Assigned task » Write out the data again in full, exactly as it reads.

== Data provided

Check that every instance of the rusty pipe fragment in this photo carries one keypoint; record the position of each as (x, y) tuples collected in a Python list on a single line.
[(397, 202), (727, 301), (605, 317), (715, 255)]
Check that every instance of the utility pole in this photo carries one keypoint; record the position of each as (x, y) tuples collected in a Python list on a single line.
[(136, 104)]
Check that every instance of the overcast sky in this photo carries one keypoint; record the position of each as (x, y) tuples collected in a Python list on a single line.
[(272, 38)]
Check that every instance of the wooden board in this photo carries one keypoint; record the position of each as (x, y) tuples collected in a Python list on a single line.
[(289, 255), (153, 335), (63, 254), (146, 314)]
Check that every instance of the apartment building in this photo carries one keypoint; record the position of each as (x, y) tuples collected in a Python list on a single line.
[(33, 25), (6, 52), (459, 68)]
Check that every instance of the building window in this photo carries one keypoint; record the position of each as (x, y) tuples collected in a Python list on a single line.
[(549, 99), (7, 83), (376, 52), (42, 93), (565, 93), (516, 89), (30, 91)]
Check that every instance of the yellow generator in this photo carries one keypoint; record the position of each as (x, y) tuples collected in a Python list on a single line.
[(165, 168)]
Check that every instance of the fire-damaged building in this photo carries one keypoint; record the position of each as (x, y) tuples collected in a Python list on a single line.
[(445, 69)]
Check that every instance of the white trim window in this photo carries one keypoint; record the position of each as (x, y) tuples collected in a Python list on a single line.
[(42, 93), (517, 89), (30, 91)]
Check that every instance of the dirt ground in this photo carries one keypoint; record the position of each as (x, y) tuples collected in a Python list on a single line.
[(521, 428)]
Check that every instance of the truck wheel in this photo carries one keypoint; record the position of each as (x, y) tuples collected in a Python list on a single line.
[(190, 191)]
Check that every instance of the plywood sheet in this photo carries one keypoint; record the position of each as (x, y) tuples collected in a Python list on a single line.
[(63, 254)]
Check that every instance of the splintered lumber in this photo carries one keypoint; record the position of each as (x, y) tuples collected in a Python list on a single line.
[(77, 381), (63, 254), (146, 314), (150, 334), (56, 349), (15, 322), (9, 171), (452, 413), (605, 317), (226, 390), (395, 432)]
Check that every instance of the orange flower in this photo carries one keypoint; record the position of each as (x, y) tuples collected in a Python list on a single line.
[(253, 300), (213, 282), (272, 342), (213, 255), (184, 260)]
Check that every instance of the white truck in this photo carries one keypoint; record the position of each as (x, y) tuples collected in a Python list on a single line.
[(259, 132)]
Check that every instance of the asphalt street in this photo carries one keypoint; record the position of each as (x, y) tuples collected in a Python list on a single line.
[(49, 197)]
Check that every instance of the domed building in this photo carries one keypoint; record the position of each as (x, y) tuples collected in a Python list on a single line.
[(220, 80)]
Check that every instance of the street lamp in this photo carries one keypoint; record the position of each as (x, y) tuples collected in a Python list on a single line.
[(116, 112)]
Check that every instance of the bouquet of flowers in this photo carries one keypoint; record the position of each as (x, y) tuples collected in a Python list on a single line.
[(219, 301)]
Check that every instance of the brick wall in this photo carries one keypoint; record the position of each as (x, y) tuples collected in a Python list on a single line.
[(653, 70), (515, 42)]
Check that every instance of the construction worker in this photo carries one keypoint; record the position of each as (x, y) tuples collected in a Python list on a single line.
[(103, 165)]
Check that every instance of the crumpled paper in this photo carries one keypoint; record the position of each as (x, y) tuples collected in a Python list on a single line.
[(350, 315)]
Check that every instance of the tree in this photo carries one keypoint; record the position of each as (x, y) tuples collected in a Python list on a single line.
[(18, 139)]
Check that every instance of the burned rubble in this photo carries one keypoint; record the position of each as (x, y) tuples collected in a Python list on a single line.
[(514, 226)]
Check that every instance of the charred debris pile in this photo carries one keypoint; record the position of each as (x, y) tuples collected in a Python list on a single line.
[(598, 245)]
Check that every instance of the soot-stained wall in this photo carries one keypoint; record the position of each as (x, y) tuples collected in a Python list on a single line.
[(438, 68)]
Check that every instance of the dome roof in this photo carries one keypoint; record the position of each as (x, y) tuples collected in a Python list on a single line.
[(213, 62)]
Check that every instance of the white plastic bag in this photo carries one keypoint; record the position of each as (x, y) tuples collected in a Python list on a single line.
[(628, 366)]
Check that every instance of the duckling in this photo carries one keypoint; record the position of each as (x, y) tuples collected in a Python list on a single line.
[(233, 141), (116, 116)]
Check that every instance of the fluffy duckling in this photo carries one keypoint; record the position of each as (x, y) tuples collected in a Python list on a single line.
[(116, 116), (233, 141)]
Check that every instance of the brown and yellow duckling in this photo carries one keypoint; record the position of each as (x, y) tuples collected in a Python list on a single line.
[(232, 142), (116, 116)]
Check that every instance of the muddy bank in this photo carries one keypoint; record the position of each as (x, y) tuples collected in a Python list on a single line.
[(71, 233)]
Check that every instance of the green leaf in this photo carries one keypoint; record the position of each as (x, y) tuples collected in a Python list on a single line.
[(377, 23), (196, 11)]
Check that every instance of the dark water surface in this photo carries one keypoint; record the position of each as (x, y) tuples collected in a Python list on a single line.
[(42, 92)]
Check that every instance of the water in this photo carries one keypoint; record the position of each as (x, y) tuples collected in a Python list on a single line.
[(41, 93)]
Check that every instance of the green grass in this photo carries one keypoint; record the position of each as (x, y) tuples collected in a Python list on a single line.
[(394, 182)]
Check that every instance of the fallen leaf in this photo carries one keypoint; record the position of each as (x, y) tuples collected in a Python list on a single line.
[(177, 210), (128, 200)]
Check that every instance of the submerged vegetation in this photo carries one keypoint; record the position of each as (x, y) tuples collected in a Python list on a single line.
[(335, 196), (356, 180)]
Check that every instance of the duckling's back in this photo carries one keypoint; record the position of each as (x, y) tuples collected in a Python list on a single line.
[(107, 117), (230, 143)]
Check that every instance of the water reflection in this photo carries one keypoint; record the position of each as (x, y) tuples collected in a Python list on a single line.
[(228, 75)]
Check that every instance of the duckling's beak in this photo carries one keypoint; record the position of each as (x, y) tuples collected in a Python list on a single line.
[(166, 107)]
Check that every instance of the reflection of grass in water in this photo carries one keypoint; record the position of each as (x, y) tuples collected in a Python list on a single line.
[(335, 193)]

====

Solution to this task »
Check that every instance of the rusty pipe fragment in this photo carries one keypoint; record the position of each as (x, y) tuples collected in a Python list on a single line.
[(397, 202), (727, 301), (605, 317), (715, 255)]
Check that every instance of the utility pole in this photo carries one keypoint; record the position of each as (x, y) tuples collected in a Python list on a single line.
[(136, 104)]
Check that every instance of the overcast sky in this photo carries one keypoint; record the position of each as (x, y) tuples collected in a Python list on a single line.
[(272, 38)]
Check that every instance of the wooden board in this photo carries one keypoint; record the position of each as (x, y) tuples collected in a Python list on a single line.
[(289, 255), (153, 335), (63, 254), (146, 314)]
Check that every instance of the apartment building in this photo carries one keypoint; record the position of each as (x, y) tuples collected in a Python list on a single line.
[(33, 25), (6, 52), (459, 68)]
Check that every instance of the building window in this photo carries one keypoint; record the position of each as (x, y) tuples collected in a Python list on a single line.
[(549, 99), (7, 83), (376, 52), (42, 93), (565, 93), (516, 89), (30, 91)]
Check that every instance of the yellow generator in this photo carries one keypoint; record the position of each as (x, y) tuples collected in a Python list on a single line.
[(165, 168)]
Check that every instance of the fire-damaged building in this photo carries one keypoint; record the position of each as (x, y) tuples collected in a Python list on a single line.
[(445, 69)]
Check that every instance of the white trim window in this photo carries one keypoint; record the position of each as (x, y) tuples collected in a Python list on a single line.
[(42, 93), (517, 89), (30, 91)]
Check that every instance of the dirt ground in this photo carries one keypoint; record the position of each as (x, y) tuples collected in a Python list on a single line.
[(521, 428)]
Check that every instance of the truck wheel in this photo carries one keypoint; record the position of each as (x, y) tuples collected in a Python list on a single line.
[(190, 191)]
Check that every instance of the plywood sheet in this photo carries one keypoint; record the position of each as (x, y) tuples collected in a Python list on a single line.
[(63, 254)]
Check that every instance of the splintered lumber in this photo carries one keypoint; record the position of each as (x, y) tuples collected in a Python list on a single line.
[(77, 381), (63, 254), (146, 314), (150, 334), (56, 349), (15, 322), (9, 171), (452, 413), (605, 317), (226, 390), (395, 432)]
Check that every instance of the orange flower in this photo carries one keypoint; record the position of each as (x, y) tuples collected in a Python list on a single line.
[(253, 300), (213, 282), (272, 342), (213, 255), (184, 260)]
Check that every instance of the white truck in this photo carries one keypoint; record the position of each as (x, y) tuples collected in a Python list on a single line.
[(259, 132)]
Check that every instance of the asphalt street in this photo carries one keypoint; record the position of each as (x, y) tuples collected in a Python list on a single line.
[(49, 197)]
Check that every instance of the domed building in this photo carries one keypoint; record the position of each as (x, y) tuples collected in a Python list on a single line.
[(220, 80)]
Check that every instance of the street lamp in this photo carries one keypoint; record the position of each as (x, y) tuples collected in a Python list on a single line.
[(116, 112)]
Check that every instance of the bouquet of flowers in this photo carries one keypoint; record the position of each as (x, y) tuples collected in a Python list on a single line.
[(219, 301)]
Check that every instance of the brick wall in this photo carries one keypoint; record the position of each as (x, y) tuples collected in a Python list on a single line.
[(653, 70), (515, 42)]
Check that every instance of the construction worker in this photo carries one keypoint; record the position of each as (x, y) tuples collected in a Python list on a single line.
[(103, 165)]
Check that every instance of the crumpled paper in this photo carries one keypoint; record the position of each as (x, y) tuples collected in a Python list on a single line.
[(350, 315)]
Check that every instance of the tree in this photo carries one keypoint; record the position of each as (x, y) tuples collected in a Python list on a single line.
[(18, 139)]
Check that every instance of the burned rubble in this photo carries one keypoint; record the position of each as (x, y) tuples collected in a Python list on a single line.
[(514, 226)]
Check that every instance of the charred debris pile in this photo carries one keypoint; record the position of each as (x, y) tuples collected in a Python list on a single line.
[(598, 245)]
Check that every instance of the soot-stained wall in this photo carries one keypoint; record the position of each as (x, y) tuples collected in a Python list on a single line.
[(438, 68)]
Check that every instance of the dome roof in this photo carries one keypoint; record the position of each as (x, y) tuples collected in a Python list on a single line.
[(213, 62)]
Check that every instance of the white plastic bag in this photo carries one keypoint; record the position of each as (x, y) tuples collected in a Python list on a single line.
[(628, 366)]
Check that every instance of the duckling in this photo carries one keypoint; record the position of each as (x, y) tuples collected in a Python list on a single line.
[(233, 141), (116, 116)]
Check that every instance of the fluffy duckling in this photo carries one keypoint; record the position of each as (x, y) tuples collected in a Python list on a single line.
[(116, 116), (233, 141)]
Check that every instance of the brown and yellow duckling in this photo carries one keypoint; record the position of each as (x, y) tuples collected in a Python list on a single line.
[(232, 142), (116, 116)]
Check that every instance of the muddy bank in this photo carries one keypoint; record the position of each as (x, y) tuples collected in a Python list on a single line.
[(71, 233)]
Check that every instance of the green leaf in this photo carries one keypoint; record the position of each as (x, y) tuples collected in a Python list on a single line.
[(377, 23), (196, 11)]
Check that every instance of the dark water surface in this photo carries one keypoint; record the position of each as (x, y) tuples collected in a Python list on a single line.
[(42, 92)]
Check that every instance of the water in this photo carries one keypoint; record the position of each as (x, y) tuples collected in a Python list on a single line.
[(41, 93)]
Check that every instance of the green grass in this photo carries one keypoint; record the position of each as (x, y) tuples collected in a Python list on a single line.
[(394, 182)]
Check that every instance of the fallen leaf in this photo carries one keypoint; record the position of each as (x, y) tuples collected in a Python list on a single line.
[(177, 210), (128, 200)]
Check that every instance of the submerged vegetation in this photo carries one keypoint; record the position of each as (x, y) tuples collected in a Python list on a single line.
[(335, 196), (356, 180)]
Check that every instance of the duckling's back in this photo carries one keypoint; record the position of each as (x, y) tuples collected in a Python list on a single line.
[(107, 117), (230, 143)]
Check that every instance of the water reflection in this photo carries one keypoint; record the position of each as (x, y) tuples collected in a Python list on a single line.
[(228, 75)]
Check that every instance of the duckling's beak in this photo carries one keypoint; record the position of each as (x, y) tuples collected in a Python list on a single line.
[(166, 107)]
Check that every instance of the reflection of grass in water in this photo carries one keypoint; record the position of each as (x, y) tuples collected in a Python list on a single line.
[(335, 193)]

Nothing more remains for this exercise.